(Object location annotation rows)
_ _ _ _ _

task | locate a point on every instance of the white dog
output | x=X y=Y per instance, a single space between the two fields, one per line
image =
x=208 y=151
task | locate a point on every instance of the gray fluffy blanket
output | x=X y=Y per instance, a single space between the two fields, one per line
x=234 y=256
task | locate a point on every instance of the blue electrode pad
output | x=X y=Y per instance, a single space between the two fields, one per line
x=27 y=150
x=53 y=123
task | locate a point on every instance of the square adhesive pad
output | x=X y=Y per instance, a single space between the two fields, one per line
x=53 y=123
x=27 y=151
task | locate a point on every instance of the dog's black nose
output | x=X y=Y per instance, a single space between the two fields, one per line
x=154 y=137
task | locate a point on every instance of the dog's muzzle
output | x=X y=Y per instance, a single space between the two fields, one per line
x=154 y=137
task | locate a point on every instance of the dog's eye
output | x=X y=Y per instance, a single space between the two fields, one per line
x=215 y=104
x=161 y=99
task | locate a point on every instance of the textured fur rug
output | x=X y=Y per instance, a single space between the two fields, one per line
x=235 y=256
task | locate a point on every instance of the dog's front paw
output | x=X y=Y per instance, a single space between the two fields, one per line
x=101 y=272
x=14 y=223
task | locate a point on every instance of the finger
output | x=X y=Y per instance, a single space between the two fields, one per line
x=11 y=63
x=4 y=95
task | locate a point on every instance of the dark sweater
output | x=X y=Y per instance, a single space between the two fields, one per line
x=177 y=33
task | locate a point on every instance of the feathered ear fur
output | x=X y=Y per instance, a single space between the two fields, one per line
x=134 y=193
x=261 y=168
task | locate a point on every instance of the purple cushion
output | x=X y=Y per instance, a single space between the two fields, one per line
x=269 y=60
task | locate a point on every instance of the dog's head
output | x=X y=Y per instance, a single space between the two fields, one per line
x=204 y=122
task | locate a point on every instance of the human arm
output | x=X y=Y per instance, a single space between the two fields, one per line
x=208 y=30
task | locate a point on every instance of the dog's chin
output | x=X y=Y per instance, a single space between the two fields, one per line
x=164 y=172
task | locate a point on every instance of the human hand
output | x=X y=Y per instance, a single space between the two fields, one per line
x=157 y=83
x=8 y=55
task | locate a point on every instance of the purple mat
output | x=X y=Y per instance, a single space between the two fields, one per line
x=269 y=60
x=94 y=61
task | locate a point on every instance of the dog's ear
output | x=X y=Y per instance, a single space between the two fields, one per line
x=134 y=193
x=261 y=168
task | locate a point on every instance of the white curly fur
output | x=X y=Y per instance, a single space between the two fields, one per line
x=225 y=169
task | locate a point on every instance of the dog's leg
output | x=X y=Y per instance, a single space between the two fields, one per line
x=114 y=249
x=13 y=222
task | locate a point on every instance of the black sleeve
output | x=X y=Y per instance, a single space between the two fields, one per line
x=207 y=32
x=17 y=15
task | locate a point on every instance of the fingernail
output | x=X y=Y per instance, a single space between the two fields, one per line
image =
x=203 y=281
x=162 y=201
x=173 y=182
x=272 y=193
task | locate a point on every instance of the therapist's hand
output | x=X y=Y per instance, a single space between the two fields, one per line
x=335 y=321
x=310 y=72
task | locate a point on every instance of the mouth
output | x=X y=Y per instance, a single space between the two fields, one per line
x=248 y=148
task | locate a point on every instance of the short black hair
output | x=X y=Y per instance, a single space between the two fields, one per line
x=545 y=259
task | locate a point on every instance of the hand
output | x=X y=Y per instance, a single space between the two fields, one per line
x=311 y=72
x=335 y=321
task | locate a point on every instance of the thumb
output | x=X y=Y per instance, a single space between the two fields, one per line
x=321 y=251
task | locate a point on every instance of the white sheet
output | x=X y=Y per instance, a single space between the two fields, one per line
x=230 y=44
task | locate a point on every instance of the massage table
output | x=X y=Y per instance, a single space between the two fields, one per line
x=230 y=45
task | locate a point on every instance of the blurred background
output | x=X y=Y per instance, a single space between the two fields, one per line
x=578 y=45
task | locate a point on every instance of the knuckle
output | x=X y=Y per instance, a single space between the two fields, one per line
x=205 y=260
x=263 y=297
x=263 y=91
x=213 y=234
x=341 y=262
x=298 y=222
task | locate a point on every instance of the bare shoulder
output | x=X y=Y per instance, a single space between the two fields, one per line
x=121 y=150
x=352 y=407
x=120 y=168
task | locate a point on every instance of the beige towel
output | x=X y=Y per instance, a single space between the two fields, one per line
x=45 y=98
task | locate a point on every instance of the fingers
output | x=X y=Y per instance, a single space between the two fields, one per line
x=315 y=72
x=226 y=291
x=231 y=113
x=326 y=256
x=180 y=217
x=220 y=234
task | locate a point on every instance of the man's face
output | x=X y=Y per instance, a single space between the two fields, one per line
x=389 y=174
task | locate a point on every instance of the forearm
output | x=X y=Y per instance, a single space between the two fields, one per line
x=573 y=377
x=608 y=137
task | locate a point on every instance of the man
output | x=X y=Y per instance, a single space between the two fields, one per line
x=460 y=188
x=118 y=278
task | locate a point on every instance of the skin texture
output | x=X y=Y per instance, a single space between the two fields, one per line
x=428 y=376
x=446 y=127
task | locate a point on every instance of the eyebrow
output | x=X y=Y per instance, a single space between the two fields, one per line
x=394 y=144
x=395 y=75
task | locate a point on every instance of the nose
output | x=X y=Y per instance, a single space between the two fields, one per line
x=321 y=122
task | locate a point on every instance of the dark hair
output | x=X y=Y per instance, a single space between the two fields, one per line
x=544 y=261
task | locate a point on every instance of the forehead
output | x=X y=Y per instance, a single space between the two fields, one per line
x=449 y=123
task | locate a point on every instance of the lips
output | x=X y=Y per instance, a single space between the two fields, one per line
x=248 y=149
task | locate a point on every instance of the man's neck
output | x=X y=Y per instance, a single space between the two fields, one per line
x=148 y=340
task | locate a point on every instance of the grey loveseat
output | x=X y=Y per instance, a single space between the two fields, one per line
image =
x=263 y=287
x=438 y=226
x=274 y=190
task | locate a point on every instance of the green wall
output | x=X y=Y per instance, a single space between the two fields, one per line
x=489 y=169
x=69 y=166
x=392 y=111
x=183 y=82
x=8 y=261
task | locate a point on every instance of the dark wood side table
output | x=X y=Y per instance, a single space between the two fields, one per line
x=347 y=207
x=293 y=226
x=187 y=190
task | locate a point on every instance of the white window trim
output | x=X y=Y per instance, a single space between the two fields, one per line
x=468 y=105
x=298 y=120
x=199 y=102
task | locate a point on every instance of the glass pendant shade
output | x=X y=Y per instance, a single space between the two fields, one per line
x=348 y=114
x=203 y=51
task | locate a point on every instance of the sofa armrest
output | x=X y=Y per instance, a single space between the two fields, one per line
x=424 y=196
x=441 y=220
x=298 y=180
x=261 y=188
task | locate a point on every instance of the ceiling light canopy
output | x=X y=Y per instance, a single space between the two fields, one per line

_ _ _ _ _

**What is asked:**
Please copy the rows from the line with "task | locate a point on every instance of the lips" up to and including the line with "x=261 y=188".

**Complete response:**
task | locate a point on every instance of the lips
output | x=X y=Y per instance, a single space between the two fields, one per line
x=248 y=149
task | locate a point on every instance of the man's neck
output | x=X y=Y per instance, a single space between the two fields, one per line
x=148 y=340
task | locate a point on every instance of the grey loveseat
output | x=X y=Y per instance, a single space between the two fields, one per line
image =
x=263 y=287
x=438 y=226
x=274 y=190
task | locate a point on every instance of the green wall
output | x=X y=Y per instance, a single space between the two fields, one per line
x=489 y=169
x=69 y=166
x=392 y=111
x=183 y=82
x=8 y=261
task | locate a point on every instance of the dark wood side table
output | x=X y=Y per instance, a single space between the two fields, one per line
x=347 y=207
x=293 y=226
x=187 y=190
task | locate a point on every instance of the white window trim
output | x=X y=Y per instance, a single space between the two fields, one per line
x=468 y=105
x=298 y=120
x=199 y=102
task | locate a point on every instance of the glass pendant shade
output | x=X y=Y per instance, a single space between the two fields, one per line
x=348 y=114
x=203 y=51
task | locate a point on every instance of the sofa armrest
output | x=X y=Y per instance, a single space between the two fields, one per line
x=424 y=196
x=441 y=220
x=298 y=180
x=261 y=188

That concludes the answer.